Objective:
Rewrite the lines from the one containing "Shelf audit: locate every instance of the white sand" up to and including the one containing "(1201, 355)", offsetting every x and y coordinate in the answer points by -99 and keeping all other text the same. Leave the pictures out.
§
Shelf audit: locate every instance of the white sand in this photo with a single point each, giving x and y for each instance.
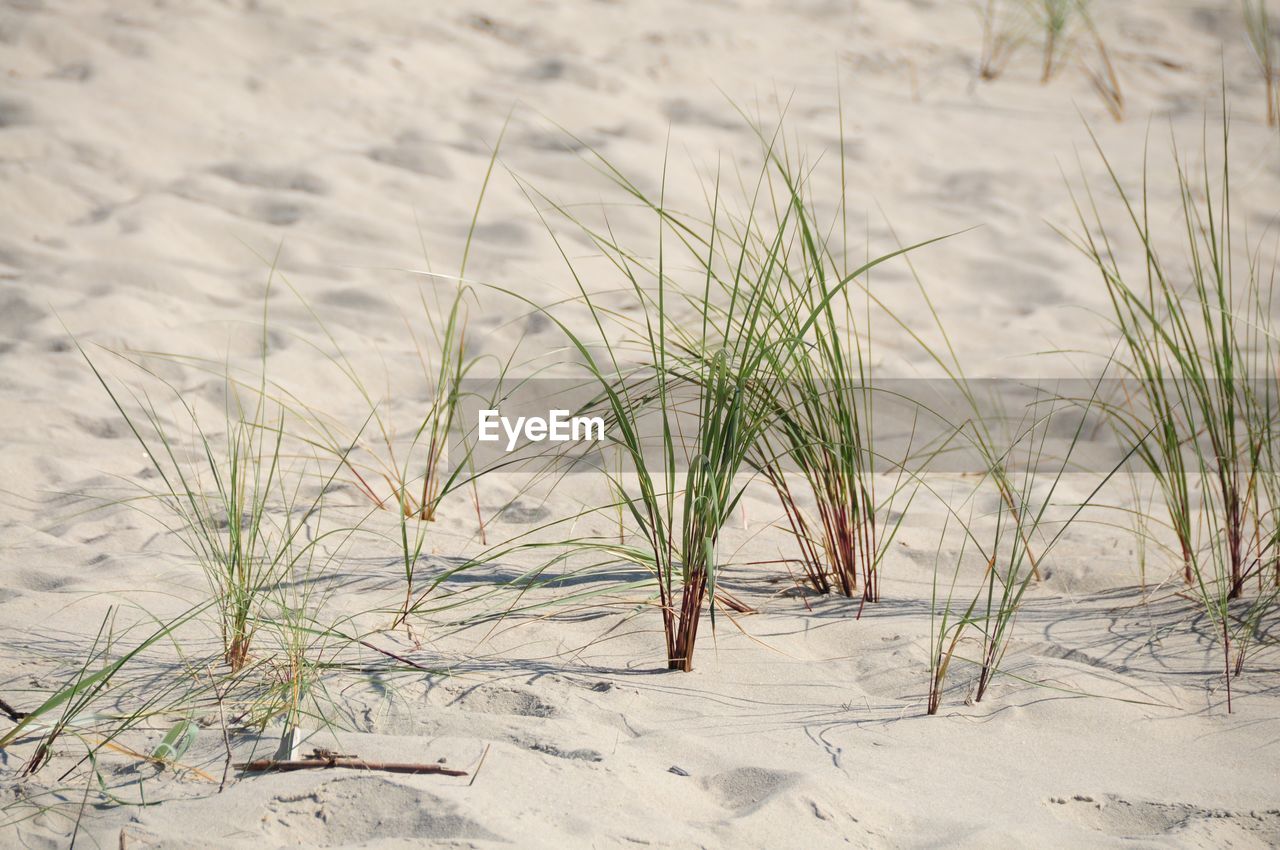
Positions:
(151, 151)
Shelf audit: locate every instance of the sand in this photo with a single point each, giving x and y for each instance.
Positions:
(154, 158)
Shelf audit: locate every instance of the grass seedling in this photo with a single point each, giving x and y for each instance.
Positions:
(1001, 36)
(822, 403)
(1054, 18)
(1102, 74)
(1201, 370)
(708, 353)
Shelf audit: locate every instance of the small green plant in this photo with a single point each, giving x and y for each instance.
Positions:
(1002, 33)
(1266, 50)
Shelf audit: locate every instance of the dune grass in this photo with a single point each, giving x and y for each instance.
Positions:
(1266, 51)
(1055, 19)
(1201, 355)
§
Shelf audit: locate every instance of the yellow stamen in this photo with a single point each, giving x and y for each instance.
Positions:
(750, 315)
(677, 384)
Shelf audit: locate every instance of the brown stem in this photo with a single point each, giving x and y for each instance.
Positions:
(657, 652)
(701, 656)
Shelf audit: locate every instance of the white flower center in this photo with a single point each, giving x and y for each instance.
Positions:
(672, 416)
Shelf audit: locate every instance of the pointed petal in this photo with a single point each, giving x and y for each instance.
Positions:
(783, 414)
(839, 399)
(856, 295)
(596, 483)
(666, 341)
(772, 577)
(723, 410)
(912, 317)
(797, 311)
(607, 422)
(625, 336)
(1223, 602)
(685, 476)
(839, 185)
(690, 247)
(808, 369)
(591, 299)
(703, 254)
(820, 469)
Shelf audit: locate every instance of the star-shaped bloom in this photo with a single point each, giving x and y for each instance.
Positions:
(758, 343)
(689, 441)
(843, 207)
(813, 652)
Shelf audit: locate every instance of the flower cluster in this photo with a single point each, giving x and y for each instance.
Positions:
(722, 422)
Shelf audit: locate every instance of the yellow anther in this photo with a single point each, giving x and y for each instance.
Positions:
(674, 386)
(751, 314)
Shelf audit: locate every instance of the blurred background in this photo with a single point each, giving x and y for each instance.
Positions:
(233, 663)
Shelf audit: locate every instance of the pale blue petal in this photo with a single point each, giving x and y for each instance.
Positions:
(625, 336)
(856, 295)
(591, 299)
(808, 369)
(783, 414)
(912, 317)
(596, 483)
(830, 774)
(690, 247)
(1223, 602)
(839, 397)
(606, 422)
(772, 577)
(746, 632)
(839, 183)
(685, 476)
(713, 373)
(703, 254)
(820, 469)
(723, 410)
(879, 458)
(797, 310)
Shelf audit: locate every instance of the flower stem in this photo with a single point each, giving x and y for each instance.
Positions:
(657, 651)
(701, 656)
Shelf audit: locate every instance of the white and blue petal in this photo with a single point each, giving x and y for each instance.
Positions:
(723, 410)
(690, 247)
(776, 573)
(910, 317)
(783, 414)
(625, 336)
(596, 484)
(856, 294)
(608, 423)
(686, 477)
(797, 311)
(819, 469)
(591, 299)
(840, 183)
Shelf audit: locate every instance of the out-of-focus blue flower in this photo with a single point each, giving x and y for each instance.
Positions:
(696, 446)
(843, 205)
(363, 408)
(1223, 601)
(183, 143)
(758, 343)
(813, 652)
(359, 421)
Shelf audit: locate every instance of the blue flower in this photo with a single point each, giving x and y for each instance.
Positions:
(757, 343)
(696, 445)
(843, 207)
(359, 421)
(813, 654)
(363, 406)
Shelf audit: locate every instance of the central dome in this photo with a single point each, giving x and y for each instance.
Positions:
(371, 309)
§
Solution to this problem:
Shelf audit: locate every instance of the white sand in this photo with a single point each, giving x and y for each instance.
Positions:
(52, 52)
Shelf audit: locate every instance of the sand in this photo with a single point each, giving x and y for each instance.
Positions:
(55, 59)
Shelf audit: locate every instance of the grass seedling in this photo with a single point each, giving x and y for each instance.
Positions:
(902, -63)
(723, 304)
(955, -81)
(1003, -25)
(1102, 271)
(609, 254)
Shelf audit: locate every instance of the small green plant in this photo with a single point each, giving x and y for each instance.
Positions:
(903, -66)
(1167, -49)
Shelf audit: locate every instance of the dune grass in this photo with a single point each, giving x and y for each instance.
Positions:
(1167, -48)
(956, -80)
(1102, 256)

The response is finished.